• [Selected passage]:
*** Begin section ***

In 2004, Williams, then a Jesuit brother, which meant he could not celebrate Mass nor administer sacraments, became a priest so he could hear confessions and practice the sacrament of Reconciliation, during which Catholics confess their sins to a priest and receive absolution from God. In Massachusetts, the inmates he worked with "were calling me to be ordained for them," he says, since only priests can hear confessions and the inmates longed for God's forgiveness.
"It seems more real to hear God's word in here," Williams says in the chapel. (Photo courtesy: San Quentin News)
For death row inmates at San Quentin, Reconciliation is one way they can experience healing. Coming before God to ask for forgiveness allows them to feel "the power of God's grace" in their lives, Williams says.
"Witnessing somebody who is suffering, carrying a lot of suffering and pain, and to be freed from that pain - I imagine it's like what a doctor feels when the patient does well/' he says. "You're helping people who are suffering and when the suffering is reduced, it feels good."
When he encounters people who don't believe inmates, especially death row inmates, deserve ministry, he reminds them of the gospel passage where God instructs people to visit prisoners: "Amen, I say to you, whatever you did for one of these least brothers of mine, you did for me." Even those who have done terrible things deserve God in their lives, Williams says.
"Everybody thinks that everybody on death row is like Hannibal Lecter, and you know, they're not," Williams says. The convicted murderer has repented, the death row inmate is also a beloved father.
Williams says, "We label them as the worst thing they ever did, so, calling somebody a 'murderer' is awful because, you know, he may have committed a murder, or two or three, but he's not- that doesn't define everything about him or her."
The keys to the kingdom
"How many of you want to go free today?" Williams asks a room of Bay Area locals intermingled with men in sky blue and denim uniforms, the letters "CDCR" for California Department of Corrections and Rehabilitation stamped in yellow letters on the back.
The men in blue raise their hands immediately, laughing.
In today's reading, in the gospel of Matthew, Jesus promises Peter the keys to the kingdom of heaven: "I will give you the keys of the kingdom of heaven. Whatever you bind on earth will be bound in heaven, and whatever you loose on earth will be loosed in heaven." Williams focuses on this: Jesus gives Peter the power to lock or unlock, the power to imprison or free.
During mass for the death row inmates, Williams stands within a cage. (Lt. Sam Robinson/San Quentin State Prison)
"Jesus has the keys to free us," Williams says. Jesus' keys, he says. can open the locked doors of people's hearts.
The inmates nod in response. Collier, who has been eligible for parole since 1988 but has been denied more than a dozen times, grows teary. He's still processing his most recent denial, and it's the most difficult one to accept thus far, he says.
"There are monsters that need to be here, without a doubt," Collier says. "There are also people who are capable of change."
As Mass ends, the local church-goers cross the lush courtyard, show their ID to a guard dressed in a tan and forest green uniform, walk through two sets of clanging metal gates and sign out of the visitor's log before driving away.
"It seems more real to hear God's word in here," Williams says of the chapel. He sees Jesus reflected in the eyes of the inmates.
In here, Williams preaches on Jesus' dining with tax collectors and prostitutes, on the recruiting of Paul, a murderer, as his apostle, on the wrongful conviction and execution of Jesus Christ.
"There is certainly this pervasive aspect of prison that ... these people are beyond help, and that they can't change, and that they're just trash," he says. "That they should just be locked up and throw away the key, forget about them."

*** End section ***

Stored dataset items
*** Begin section ***

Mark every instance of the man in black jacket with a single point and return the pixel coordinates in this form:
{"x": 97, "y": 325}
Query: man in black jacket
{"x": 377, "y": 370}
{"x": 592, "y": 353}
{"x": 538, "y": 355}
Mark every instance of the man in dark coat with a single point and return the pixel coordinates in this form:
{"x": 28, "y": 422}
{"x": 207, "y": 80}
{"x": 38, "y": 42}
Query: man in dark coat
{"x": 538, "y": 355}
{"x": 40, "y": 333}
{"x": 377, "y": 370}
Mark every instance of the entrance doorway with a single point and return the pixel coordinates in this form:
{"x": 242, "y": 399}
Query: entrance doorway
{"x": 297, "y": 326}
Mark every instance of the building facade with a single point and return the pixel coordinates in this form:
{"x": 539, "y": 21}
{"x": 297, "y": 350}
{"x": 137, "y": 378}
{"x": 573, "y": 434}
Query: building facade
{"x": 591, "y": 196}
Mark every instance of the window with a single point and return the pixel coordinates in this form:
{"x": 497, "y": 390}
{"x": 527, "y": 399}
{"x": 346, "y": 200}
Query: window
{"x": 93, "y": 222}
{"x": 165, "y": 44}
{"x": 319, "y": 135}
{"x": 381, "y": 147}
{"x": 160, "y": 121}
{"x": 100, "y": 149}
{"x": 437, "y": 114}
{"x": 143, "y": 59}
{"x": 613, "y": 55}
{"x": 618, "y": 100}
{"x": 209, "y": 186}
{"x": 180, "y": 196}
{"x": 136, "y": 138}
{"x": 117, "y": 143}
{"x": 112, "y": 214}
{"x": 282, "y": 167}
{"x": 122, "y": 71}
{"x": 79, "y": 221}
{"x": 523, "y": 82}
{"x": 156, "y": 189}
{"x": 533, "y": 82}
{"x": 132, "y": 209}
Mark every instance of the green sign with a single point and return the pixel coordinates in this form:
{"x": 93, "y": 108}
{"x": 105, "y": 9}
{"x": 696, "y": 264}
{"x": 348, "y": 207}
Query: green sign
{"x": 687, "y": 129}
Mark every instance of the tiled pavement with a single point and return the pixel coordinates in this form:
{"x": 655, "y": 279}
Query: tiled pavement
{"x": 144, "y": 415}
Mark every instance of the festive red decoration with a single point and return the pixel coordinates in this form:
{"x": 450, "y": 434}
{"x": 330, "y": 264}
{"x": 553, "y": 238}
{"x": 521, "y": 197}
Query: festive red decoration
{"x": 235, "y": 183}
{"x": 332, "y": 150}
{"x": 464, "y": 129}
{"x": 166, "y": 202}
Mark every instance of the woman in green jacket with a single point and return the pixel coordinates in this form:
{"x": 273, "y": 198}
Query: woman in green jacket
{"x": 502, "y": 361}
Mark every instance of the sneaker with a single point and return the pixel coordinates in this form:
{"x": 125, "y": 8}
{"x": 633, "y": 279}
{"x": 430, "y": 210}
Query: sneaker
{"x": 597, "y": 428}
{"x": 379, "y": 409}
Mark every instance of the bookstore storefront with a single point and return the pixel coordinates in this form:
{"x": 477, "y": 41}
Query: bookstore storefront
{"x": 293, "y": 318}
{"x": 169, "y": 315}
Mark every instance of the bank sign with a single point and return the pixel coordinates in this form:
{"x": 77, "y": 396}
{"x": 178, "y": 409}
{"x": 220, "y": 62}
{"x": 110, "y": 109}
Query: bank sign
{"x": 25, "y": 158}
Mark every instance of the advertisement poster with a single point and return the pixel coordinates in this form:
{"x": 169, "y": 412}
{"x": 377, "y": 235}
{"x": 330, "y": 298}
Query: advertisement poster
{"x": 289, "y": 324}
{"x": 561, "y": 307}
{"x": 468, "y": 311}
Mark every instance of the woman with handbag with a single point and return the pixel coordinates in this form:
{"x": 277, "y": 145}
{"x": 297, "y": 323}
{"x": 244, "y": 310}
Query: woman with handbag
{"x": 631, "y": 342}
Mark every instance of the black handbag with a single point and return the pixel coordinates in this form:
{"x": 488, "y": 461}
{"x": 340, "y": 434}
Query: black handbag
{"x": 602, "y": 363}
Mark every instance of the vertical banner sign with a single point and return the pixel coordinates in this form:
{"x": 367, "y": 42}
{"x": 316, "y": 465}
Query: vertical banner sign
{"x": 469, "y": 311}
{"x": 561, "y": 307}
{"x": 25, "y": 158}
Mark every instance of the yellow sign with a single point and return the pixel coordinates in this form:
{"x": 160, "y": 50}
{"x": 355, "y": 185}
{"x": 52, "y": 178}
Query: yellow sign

*** End section ***

• [Assignment 1]:
Summarize the passage about Williams's prison ministry in two sentences.
• [Assignment 2]:
Transcribe the passage about Williams's prison ministry word for word, everything from "During mass for" down to "far, he says.".

• [Written solution 1]:
Williams, then a Jesuit brother, became a priest in 2004 so he could hear confessions. For death row inmates at San Quentin, Reconciliation is one way to experience healing, and he says that even those who have done terrible things deserve God in their lives and should not be labeled by the worst thing they ever did.

• [Written solution 2]:
During mass for the death row inmates, Williams stands within a cage. (Lt. Sam Robinson/San Quentin State Prison)
"Jesus has the keys to free us," Williams says. Jesus' keys, he says. can open the locked doors of people's hearts.
The inmates nod in response. Collier, who has been eligible for parole since 1988 but has been denied more than a dozen times, grows teary. He's still processing his most recent denial, and it's the most difficult one to accept thus far, he says.